Rewrite the listing from the line with "One pin per instance of the black" to the line with "<point>320,21</point>", putting "greenery" wherever "foliage" appears and leaving everything else as it is. Give only those lines.

━━━━━ Source records ━━━━━

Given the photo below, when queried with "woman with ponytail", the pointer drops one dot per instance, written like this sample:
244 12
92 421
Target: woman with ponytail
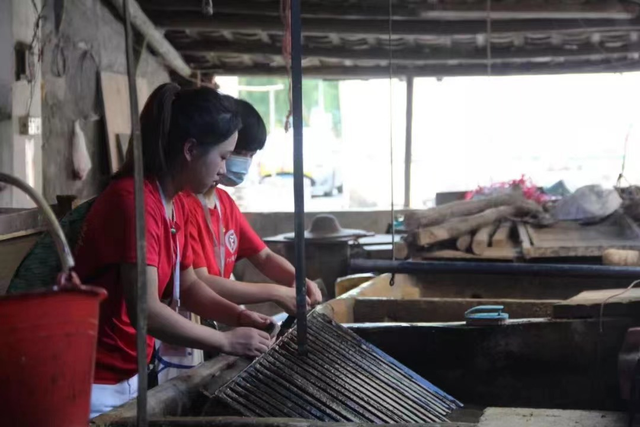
187 134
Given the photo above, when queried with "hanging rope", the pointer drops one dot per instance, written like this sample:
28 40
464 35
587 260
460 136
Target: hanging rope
489 38
393 209
622 177
285 17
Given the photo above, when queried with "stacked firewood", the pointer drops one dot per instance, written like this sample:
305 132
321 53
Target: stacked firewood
470 226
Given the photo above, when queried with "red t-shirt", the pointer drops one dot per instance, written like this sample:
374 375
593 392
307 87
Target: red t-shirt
108 239
240 240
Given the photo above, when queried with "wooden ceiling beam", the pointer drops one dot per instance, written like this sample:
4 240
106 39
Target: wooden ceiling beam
442 10
434 57
193 21
434 71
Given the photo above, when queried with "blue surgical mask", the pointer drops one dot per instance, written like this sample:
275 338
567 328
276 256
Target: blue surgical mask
237 169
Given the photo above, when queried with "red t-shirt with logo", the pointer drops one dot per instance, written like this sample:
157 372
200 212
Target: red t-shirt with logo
239 239
108 239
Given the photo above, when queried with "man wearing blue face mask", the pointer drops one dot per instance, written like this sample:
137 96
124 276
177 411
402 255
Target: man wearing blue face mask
221 235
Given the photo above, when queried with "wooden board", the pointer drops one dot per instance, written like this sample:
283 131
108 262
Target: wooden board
432 310
570 239
502 236
588 304
489 254
528 417
115 99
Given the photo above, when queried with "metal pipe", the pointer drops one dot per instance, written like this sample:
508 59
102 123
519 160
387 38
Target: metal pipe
64 252
408 143
298 174
155 38
141 239
458 267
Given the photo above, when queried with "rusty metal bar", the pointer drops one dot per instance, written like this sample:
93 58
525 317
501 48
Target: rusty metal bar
298 173
341 378
141 239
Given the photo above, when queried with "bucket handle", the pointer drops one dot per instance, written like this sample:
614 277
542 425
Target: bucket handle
64 252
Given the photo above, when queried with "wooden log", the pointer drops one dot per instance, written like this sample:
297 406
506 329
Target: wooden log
464 242
482 238
621 257
440 214
502 236
459 226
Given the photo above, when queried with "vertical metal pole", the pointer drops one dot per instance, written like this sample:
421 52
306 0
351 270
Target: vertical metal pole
141 254
272 109
408 141
298 174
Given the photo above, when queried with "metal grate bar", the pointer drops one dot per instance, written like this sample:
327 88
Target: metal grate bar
342 378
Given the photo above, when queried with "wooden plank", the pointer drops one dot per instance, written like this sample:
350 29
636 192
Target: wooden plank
413 56
621 257
525 239
431 310
464 242
377 9
115 98
570 239
502 236
457 227
175 397
529 417
588 304
482 238
376 71
263 422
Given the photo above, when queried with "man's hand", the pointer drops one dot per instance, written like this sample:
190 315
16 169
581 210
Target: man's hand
286 299
246 342
313 293
252 319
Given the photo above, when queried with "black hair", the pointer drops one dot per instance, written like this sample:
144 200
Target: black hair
171 116
253 134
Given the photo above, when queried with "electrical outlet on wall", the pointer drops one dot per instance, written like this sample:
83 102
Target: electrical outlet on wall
30 125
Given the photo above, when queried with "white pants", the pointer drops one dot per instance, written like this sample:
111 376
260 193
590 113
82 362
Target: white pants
105 397
170 363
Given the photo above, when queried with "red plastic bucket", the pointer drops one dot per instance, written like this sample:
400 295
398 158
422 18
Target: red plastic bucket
47 356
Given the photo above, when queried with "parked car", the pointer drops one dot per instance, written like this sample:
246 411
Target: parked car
322 160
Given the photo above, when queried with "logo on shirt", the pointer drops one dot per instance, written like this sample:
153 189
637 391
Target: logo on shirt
231 241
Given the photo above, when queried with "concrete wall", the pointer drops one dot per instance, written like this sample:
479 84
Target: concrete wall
90 38
20 155
274 223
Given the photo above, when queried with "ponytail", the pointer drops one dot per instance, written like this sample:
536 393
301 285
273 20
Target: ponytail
171 116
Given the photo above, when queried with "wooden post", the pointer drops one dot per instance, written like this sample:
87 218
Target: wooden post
408 143
155 38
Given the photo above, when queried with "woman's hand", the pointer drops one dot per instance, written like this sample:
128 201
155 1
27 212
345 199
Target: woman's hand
252 319
246 342
313 293
286 299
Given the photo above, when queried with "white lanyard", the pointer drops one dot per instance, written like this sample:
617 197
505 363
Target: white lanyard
218 241
175 302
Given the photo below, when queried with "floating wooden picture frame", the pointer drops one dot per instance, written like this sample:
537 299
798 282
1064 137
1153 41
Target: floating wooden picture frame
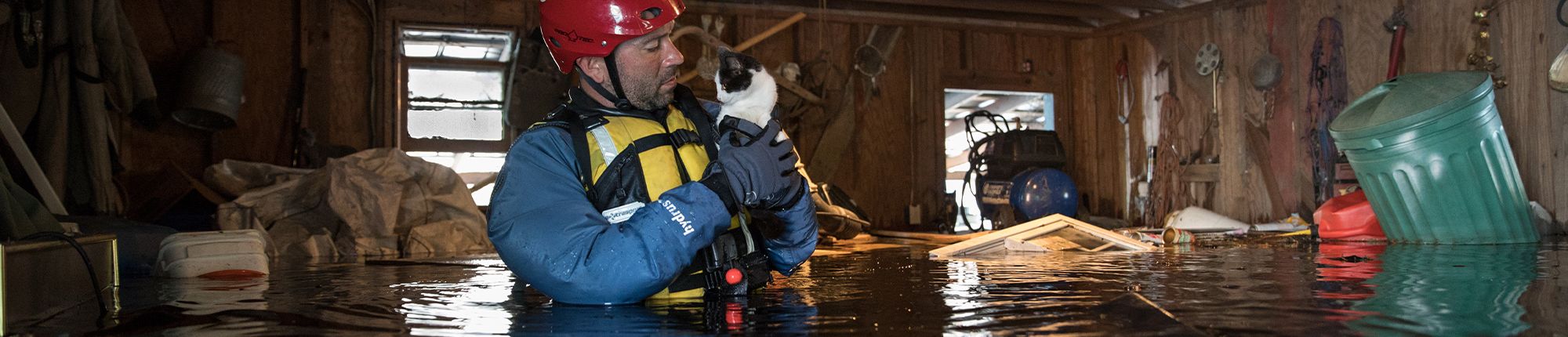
1062 228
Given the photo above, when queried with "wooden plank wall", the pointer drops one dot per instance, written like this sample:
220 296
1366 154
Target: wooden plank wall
308 63
1526 38
896 156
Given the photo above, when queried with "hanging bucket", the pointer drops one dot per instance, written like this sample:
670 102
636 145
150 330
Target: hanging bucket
212 93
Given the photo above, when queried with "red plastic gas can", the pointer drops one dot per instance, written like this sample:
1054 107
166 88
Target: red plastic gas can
1349 219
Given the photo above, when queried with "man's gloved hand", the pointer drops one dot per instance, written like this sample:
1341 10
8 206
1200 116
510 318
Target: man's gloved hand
755 167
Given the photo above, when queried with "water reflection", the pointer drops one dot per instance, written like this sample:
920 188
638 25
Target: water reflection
1450 291
1230 291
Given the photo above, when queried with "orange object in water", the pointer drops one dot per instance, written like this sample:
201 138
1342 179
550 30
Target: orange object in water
1349 219
234 275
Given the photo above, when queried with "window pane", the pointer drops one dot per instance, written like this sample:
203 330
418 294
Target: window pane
456 125
421 51
466 53
459 43
456 85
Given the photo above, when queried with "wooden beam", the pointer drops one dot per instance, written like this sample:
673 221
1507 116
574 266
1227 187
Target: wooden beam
884 18
1130 4
1175 16
1044 9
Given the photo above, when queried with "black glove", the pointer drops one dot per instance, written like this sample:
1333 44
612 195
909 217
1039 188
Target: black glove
755 167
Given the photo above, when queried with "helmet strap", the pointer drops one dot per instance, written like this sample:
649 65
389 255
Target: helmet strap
615 81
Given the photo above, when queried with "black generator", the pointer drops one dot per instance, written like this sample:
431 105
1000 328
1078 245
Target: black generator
1001 156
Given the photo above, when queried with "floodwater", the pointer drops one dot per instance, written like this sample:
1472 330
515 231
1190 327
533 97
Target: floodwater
877 288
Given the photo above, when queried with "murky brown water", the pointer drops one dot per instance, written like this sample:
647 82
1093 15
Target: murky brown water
893 289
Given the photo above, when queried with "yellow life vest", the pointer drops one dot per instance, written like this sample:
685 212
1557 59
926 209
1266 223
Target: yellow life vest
662 153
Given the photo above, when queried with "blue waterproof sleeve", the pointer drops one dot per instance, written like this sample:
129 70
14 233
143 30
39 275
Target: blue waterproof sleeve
551 236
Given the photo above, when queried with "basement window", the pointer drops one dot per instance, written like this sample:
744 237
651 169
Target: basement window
454 92
454 100
1022 111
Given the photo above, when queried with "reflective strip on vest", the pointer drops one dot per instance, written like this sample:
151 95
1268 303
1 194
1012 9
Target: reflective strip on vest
606 145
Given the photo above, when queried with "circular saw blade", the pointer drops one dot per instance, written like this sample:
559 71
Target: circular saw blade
1208 59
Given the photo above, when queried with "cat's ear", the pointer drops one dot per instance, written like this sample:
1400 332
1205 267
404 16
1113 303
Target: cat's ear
731 62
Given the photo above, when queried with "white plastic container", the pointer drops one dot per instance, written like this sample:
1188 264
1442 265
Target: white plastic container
1200 220
194 255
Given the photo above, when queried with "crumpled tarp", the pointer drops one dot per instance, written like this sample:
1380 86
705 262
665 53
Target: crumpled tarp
21 214
374 203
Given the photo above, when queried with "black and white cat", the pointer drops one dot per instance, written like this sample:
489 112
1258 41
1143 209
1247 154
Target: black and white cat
746 90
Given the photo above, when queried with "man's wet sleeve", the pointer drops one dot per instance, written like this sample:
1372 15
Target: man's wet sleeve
553 237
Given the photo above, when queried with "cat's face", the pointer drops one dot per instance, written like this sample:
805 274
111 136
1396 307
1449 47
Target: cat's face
736 71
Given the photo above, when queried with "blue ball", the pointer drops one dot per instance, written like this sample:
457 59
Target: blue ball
1039 194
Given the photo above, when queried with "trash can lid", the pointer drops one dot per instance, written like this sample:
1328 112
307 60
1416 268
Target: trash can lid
1410 101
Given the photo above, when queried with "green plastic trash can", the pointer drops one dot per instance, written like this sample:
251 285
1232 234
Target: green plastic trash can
1432 156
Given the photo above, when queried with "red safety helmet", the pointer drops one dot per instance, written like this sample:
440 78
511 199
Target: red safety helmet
583 29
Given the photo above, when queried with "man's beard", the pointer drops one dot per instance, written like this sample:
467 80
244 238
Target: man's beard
647 93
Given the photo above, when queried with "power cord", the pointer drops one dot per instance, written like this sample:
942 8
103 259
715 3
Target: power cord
98 291
976 161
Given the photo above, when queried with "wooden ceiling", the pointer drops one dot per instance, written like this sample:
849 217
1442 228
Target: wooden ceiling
1065 13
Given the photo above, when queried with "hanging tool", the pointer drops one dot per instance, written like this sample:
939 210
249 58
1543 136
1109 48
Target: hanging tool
1559 73
1398 26
29 32
1327 93
871 59
1125 98
1481 56
1210 63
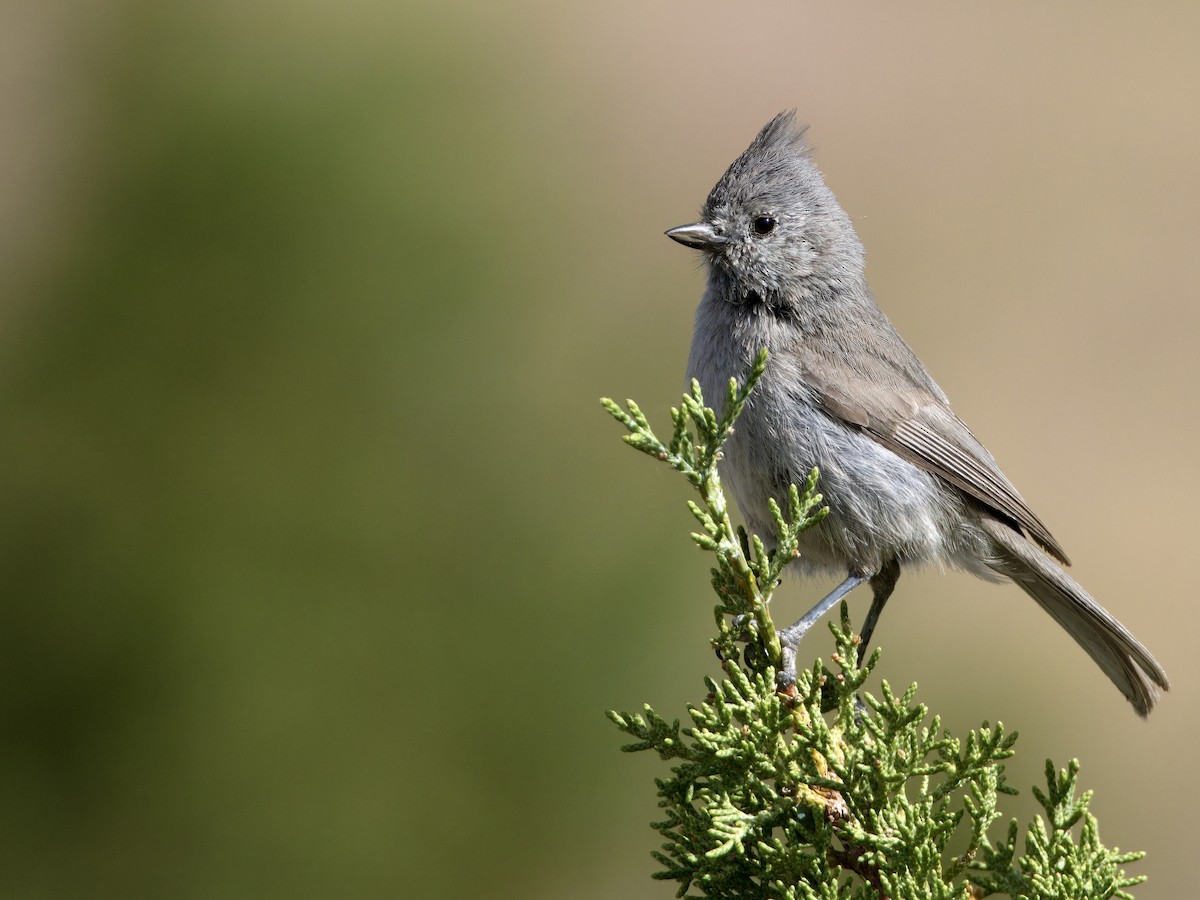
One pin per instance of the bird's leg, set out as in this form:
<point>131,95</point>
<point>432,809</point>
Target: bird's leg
<point>882,583</point>
<point>790,637</point>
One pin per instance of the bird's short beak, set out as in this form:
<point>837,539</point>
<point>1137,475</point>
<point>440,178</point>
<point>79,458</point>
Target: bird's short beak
<point>699,237</point>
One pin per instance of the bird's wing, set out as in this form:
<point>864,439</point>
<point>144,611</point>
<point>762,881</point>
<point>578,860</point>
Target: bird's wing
<point>916,424</point>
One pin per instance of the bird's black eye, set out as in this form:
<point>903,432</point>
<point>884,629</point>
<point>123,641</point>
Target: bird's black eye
<point>763,225</point>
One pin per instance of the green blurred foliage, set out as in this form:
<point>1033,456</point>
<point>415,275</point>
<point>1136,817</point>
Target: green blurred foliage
<point>319,561</point>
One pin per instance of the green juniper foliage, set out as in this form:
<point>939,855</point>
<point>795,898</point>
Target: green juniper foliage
<point>822,790</point>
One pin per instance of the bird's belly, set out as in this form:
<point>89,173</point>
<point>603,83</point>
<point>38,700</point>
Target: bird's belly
<point>881,507</point>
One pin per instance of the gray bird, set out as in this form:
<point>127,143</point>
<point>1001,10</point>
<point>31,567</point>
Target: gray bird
<point>905,480</point>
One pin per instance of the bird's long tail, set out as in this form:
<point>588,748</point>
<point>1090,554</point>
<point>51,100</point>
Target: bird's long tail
<point>1123,659</point>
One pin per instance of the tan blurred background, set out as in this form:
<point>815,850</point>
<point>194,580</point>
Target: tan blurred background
<point>321,562</point>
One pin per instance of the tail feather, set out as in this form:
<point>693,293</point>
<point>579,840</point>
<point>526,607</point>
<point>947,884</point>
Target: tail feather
<point>1131,666</point>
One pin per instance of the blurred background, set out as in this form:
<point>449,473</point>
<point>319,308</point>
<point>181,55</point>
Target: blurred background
<point>321,562</point>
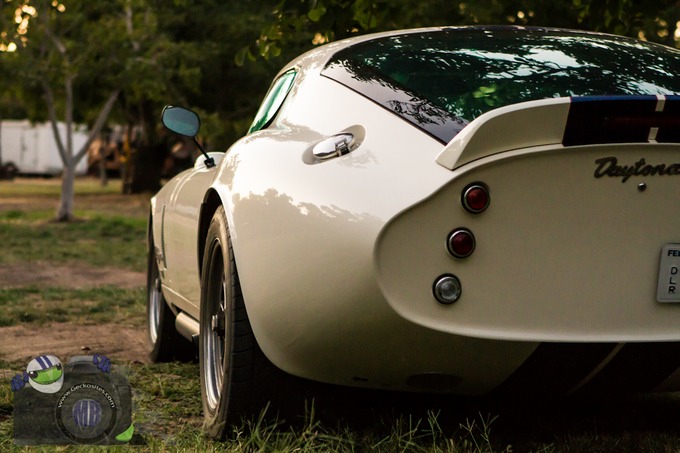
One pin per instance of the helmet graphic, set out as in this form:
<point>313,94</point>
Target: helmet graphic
<point>45,373</point>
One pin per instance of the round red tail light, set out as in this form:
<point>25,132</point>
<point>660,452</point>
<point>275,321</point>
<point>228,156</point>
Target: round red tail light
<point>476,198</point>
<point>461,243</point>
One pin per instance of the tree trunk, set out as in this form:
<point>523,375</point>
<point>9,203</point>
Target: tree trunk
<point>65,210</point>
<point>147,159</point>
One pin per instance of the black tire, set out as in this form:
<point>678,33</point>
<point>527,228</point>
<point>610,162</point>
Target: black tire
<point>237,380</point>
<point>166,343</point>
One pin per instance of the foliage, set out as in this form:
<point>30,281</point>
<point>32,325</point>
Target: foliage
<point>320,21</point>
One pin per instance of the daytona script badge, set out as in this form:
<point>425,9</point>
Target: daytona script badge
<point>609,166</point>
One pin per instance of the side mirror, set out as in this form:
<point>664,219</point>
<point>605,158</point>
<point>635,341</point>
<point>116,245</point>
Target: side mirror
<point>181,121</point>
<point>185,122</point>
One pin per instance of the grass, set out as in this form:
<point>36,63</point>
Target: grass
<point>40,305</point>
<point>166,397</point>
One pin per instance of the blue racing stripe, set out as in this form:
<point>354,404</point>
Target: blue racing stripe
<point>622,119</point>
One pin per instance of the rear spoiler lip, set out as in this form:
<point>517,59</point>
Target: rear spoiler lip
<point>563,122</point>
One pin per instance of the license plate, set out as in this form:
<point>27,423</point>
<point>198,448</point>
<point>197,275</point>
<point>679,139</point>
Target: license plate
<point>668,289</point>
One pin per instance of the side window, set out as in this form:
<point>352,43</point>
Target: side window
<point>273,100</point>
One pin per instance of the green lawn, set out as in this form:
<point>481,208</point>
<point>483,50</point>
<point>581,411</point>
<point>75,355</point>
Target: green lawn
<point>166,397</point>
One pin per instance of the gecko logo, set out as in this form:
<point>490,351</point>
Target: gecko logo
<point>82,402</point>
<point>609,166</point>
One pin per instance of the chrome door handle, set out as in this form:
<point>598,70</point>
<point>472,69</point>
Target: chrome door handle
<point>335,146</point>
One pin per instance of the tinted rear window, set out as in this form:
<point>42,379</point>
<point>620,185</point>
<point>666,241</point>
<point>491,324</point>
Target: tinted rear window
<point>454,75</point>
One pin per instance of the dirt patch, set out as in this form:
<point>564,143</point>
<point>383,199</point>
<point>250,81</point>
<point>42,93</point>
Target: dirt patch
<point>75,276</point>
<point>121,344</point>
<point>26,341</point>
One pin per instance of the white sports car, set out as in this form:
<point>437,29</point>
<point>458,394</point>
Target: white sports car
<point>459,210</point>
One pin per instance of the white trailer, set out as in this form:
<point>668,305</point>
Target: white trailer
<point>33,149</point>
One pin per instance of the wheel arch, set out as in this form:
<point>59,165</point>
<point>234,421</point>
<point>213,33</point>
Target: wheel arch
<point>211,202</point>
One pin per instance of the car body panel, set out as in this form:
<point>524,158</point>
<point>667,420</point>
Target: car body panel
<point>336,258</point>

━━━━━

Answer to the exercise:
One pin per instance of the black tire, set out as in this form:
<point>678,33</point>
<point>527,228</point>
<point>610,162</point>
Target: black tire
<point>237,380</point>
<point>166,343</point>
One pin per instance of the greenery, set out as in this form:
<point>30,281</point>
<point>32,325</point>
Target: greenery
<point>320,21</point>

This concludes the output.